+++ Data to use

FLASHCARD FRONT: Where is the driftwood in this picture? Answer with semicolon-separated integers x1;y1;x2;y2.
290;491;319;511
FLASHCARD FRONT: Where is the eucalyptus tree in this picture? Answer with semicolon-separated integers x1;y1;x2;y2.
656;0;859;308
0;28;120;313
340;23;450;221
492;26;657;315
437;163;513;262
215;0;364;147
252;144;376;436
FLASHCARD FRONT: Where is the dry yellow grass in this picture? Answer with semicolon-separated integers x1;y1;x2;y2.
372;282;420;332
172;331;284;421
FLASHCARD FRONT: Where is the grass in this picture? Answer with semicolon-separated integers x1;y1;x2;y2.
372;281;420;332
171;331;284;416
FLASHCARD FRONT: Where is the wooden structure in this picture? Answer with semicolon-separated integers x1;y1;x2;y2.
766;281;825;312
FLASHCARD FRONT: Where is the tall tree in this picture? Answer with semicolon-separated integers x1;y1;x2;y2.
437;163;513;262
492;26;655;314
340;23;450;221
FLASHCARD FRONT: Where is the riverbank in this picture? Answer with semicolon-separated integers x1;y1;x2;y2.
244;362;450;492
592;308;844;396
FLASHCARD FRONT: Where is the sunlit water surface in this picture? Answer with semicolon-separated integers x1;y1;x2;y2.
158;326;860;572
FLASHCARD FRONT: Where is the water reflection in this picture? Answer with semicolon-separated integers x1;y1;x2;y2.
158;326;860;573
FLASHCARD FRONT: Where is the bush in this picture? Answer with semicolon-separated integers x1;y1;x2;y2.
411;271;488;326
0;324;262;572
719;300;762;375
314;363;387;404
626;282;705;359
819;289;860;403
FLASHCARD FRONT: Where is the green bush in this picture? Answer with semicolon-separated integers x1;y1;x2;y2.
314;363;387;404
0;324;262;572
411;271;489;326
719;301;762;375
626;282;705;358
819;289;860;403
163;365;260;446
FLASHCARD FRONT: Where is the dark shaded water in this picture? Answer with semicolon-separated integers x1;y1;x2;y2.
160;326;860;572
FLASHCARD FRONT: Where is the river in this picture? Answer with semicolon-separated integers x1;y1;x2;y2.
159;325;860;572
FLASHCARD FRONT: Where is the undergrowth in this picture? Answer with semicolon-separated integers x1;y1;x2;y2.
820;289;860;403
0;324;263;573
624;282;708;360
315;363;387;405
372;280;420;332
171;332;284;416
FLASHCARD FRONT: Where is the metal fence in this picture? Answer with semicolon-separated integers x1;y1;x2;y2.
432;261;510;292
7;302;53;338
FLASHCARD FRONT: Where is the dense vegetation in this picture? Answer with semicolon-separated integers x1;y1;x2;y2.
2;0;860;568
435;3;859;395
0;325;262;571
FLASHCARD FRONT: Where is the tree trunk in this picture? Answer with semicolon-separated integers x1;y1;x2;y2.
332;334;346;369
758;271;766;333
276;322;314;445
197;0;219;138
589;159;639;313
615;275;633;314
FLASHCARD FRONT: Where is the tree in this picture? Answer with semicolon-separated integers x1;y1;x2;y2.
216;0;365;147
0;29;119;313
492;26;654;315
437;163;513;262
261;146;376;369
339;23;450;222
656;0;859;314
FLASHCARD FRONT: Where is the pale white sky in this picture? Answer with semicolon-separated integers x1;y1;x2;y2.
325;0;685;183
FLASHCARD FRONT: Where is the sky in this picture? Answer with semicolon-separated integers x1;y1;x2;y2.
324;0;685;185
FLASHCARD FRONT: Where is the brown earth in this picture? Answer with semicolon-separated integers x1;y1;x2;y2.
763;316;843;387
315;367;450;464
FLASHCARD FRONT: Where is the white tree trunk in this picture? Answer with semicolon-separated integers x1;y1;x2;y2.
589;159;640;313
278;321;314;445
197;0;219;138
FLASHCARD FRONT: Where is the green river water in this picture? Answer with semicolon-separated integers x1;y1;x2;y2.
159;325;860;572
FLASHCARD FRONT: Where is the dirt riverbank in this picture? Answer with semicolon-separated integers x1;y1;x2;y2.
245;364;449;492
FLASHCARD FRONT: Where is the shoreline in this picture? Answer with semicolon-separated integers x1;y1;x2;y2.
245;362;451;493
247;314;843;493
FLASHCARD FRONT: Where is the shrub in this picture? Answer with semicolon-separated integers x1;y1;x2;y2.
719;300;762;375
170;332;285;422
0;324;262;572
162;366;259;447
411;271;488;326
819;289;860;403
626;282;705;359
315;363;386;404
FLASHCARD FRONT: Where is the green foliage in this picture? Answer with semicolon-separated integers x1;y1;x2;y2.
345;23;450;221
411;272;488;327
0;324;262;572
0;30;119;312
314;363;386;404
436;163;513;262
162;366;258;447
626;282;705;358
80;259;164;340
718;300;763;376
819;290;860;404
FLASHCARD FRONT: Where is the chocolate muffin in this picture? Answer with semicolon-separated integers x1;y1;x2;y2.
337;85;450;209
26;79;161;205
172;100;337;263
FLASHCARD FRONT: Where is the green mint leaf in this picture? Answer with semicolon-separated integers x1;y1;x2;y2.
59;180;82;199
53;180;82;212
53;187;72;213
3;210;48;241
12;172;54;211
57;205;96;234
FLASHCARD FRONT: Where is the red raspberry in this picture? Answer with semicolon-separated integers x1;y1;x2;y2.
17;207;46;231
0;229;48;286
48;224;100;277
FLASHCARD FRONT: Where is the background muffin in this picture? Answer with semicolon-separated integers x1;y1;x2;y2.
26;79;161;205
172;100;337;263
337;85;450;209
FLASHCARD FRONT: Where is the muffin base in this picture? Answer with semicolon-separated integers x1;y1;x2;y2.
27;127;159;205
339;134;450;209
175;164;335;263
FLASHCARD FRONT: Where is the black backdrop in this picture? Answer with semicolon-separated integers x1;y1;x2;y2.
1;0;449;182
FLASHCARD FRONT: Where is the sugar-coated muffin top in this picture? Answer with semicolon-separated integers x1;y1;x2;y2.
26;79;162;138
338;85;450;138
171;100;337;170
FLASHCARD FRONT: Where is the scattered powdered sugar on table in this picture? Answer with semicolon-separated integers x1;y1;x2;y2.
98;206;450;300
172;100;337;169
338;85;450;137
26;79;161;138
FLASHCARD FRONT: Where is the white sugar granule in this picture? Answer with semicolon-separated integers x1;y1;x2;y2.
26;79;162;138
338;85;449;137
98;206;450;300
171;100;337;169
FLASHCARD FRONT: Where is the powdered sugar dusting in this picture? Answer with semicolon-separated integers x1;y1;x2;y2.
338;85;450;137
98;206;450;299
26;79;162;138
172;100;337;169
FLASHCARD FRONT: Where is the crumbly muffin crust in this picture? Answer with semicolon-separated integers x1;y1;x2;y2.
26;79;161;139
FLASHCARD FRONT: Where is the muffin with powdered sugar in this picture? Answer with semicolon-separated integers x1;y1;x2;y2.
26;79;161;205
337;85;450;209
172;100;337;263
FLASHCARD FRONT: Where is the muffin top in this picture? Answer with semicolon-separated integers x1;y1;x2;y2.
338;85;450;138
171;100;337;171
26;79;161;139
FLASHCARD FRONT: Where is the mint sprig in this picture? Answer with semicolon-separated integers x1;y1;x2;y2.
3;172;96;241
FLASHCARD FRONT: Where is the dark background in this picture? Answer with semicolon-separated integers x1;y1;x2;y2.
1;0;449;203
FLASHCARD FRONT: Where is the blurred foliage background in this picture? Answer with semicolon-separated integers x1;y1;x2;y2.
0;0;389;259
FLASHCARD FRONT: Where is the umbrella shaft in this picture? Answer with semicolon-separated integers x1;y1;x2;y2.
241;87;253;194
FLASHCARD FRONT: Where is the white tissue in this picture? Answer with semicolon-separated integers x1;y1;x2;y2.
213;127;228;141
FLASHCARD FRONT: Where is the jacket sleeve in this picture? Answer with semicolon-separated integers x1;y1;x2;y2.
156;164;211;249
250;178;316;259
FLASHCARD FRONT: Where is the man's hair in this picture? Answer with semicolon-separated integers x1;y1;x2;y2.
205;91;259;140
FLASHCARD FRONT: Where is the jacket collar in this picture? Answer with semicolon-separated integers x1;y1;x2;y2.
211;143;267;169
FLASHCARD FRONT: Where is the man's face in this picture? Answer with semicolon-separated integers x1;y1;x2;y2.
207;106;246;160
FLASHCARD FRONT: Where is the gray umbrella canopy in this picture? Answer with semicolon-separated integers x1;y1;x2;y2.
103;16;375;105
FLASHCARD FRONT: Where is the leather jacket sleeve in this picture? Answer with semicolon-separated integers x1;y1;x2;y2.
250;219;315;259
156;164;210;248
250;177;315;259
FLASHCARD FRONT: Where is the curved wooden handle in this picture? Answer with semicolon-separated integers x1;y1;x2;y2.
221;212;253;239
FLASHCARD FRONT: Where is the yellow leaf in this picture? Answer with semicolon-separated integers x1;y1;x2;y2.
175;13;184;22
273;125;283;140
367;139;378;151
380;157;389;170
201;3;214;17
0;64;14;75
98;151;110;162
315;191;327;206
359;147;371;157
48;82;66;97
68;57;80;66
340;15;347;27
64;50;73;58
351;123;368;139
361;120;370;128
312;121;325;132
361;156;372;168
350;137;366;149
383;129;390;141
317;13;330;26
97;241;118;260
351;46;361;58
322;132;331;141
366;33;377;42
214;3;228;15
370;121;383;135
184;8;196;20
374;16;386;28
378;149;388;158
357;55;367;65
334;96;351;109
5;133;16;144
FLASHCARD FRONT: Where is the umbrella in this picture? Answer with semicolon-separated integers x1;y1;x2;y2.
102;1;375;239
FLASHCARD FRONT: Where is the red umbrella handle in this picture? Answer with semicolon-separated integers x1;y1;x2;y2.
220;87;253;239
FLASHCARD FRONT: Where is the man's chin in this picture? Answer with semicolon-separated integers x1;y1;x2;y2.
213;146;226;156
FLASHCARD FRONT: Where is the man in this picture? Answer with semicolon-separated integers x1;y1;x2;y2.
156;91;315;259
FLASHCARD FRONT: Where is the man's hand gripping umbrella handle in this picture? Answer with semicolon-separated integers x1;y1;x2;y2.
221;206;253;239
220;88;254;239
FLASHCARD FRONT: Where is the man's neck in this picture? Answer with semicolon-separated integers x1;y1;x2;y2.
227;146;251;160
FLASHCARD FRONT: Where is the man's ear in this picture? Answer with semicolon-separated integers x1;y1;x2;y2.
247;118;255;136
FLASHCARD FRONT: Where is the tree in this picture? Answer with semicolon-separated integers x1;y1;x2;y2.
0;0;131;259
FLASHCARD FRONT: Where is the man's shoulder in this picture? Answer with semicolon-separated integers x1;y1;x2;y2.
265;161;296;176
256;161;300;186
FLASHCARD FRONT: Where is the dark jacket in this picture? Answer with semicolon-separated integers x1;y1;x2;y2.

++++++

◆ **What you need to do**
Your reply should be a verbatim retyping of the lines from the one that holds "FLASHCARD FRONT: Where is the man's neck" through the last line of the entries.

◆ **Solution below**
FLASHCARD FRONT: Where is the man's neck in this picture? Answer with semicolon-separated integers x1;y1;x2;y2.
227;146;251;160
FLASHCARD FRONT: Where is the man's ear in this picture? Answer with semicolon-separated integers x1;y1;x2;y2.
247;118;255;136
FLASHCARD FRONT: Where is the tree in this picture? Answer with semicolon-separated integers x1;y1;x2;y2.
0;0;131;259
FLASHCARD FRONT: Where is the man's shoulder in this picture? Answer with semicolon-separated integers x1;y1;x2;y2.
265;161;296;176
256;161;300;186
FLASHCARD FRONT: Where is the dark jacket in this picture? Answer with semicolon-separated integers x1;y1;x2;y2.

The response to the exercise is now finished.